» Problem
Can you retype, word for word, the part of the listing below that starts with the line containing "player in yellow" and runs through the line containing "462 505 522 552", with both of those lines included?

>> begin Given records

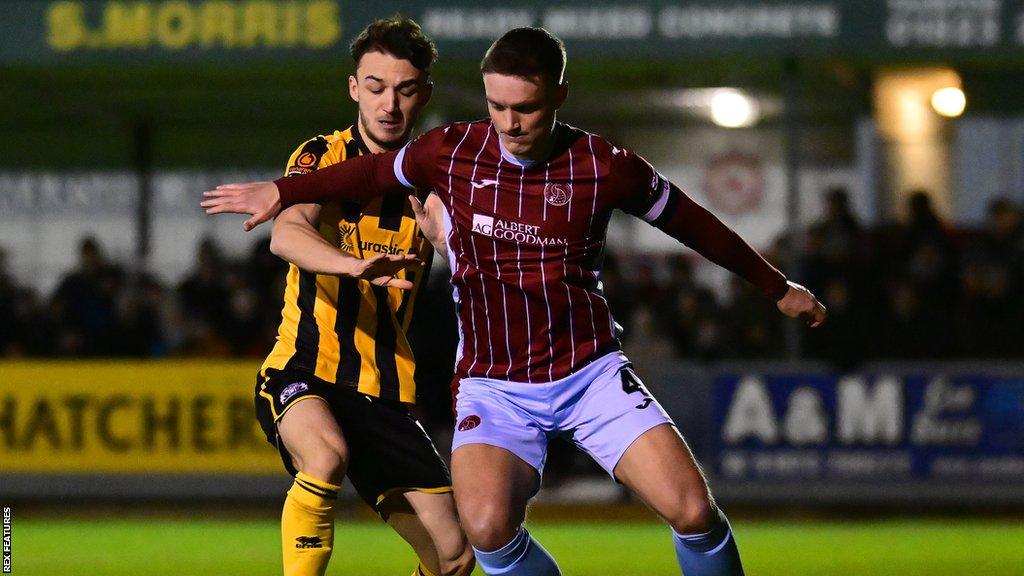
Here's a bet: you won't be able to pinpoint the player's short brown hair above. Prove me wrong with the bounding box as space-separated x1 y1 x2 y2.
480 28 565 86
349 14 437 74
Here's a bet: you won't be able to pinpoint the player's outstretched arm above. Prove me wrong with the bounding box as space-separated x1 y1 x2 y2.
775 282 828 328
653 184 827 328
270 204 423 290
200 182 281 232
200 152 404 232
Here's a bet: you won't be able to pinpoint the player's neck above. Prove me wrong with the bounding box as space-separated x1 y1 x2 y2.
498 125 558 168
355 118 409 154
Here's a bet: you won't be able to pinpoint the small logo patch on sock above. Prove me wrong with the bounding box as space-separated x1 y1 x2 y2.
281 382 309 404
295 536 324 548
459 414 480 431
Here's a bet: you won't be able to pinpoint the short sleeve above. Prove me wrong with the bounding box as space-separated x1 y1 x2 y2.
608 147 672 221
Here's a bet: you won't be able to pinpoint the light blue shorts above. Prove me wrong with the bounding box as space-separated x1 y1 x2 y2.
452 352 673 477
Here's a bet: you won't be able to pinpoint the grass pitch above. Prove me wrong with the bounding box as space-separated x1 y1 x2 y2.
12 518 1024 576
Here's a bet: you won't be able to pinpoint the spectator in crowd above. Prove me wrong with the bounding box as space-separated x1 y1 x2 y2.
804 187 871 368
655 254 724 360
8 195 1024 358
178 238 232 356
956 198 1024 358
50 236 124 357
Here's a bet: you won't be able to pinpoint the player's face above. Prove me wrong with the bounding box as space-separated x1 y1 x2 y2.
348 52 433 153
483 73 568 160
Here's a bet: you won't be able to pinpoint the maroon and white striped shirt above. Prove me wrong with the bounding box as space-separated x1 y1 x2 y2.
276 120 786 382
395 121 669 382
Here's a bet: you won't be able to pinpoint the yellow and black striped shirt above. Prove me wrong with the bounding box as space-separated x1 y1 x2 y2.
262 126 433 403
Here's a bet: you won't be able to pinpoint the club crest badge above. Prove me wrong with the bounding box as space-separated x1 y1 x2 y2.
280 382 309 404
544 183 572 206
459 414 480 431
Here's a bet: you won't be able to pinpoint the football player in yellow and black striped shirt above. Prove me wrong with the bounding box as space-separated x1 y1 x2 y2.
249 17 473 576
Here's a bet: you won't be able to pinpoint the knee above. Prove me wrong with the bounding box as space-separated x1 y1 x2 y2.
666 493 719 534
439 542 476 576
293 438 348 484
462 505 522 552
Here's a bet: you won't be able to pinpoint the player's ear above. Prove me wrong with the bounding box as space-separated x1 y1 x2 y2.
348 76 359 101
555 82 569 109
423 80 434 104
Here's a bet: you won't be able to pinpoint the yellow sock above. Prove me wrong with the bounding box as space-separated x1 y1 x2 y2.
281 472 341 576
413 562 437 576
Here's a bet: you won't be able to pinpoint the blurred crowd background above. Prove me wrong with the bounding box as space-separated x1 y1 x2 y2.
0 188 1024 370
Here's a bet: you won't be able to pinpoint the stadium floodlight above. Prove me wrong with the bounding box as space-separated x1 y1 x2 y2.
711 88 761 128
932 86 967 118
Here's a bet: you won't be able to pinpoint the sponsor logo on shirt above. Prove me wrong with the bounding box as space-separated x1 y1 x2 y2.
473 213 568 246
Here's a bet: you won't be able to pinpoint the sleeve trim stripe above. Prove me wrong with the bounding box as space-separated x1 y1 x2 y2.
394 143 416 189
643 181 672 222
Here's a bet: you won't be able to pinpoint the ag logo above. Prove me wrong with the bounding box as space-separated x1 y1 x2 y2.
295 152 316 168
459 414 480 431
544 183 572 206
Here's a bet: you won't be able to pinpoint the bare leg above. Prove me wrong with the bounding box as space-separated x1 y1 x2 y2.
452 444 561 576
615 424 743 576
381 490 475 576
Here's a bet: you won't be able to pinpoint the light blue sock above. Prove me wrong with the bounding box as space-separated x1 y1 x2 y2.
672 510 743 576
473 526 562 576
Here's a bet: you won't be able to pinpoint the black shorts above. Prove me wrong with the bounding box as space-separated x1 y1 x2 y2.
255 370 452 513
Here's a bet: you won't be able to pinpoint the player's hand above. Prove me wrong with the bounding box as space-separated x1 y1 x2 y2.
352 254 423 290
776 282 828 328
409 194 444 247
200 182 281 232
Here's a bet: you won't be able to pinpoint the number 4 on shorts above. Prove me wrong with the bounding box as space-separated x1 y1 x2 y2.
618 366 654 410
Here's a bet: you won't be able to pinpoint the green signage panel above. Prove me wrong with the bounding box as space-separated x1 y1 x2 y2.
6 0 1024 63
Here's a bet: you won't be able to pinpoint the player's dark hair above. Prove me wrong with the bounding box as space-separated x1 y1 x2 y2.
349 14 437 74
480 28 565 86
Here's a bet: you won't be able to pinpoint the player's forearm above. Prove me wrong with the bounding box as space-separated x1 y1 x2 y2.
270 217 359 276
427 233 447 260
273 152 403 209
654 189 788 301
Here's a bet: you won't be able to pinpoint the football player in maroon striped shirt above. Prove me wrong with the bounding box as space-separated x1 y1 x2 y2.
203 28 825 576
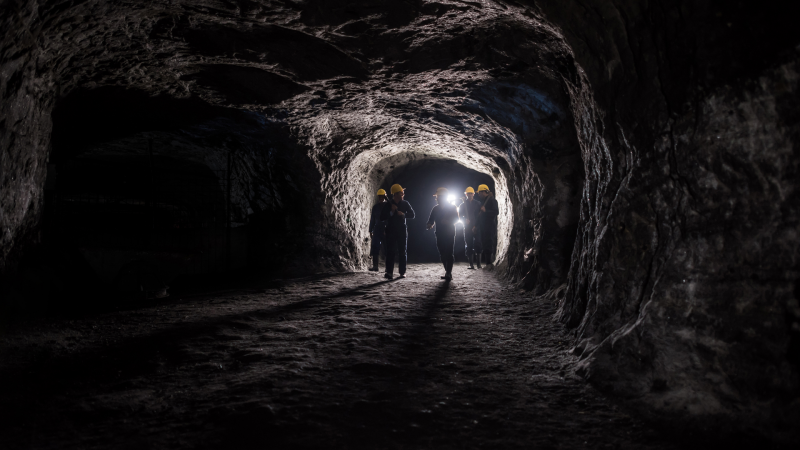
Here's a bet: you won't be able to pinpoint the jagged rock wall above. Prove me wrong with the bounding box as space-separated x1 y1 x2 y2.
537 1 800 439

>> end Given records

» The completed task
Here's a bet: you won't be able to pinpoint the football player in yellow and black striped shirt above. Prove me wrong with the bounding box as space-separated x1 y1 x2 y2.
249 17 473 576
Here's a bet: you won't be able to pinpoint the knee above. Prove me wrong with the bounding box as space-separated x1 y1 x2 y2.
666 493 719 534
439 542 476 576
293 438 348 484
462 505 522 552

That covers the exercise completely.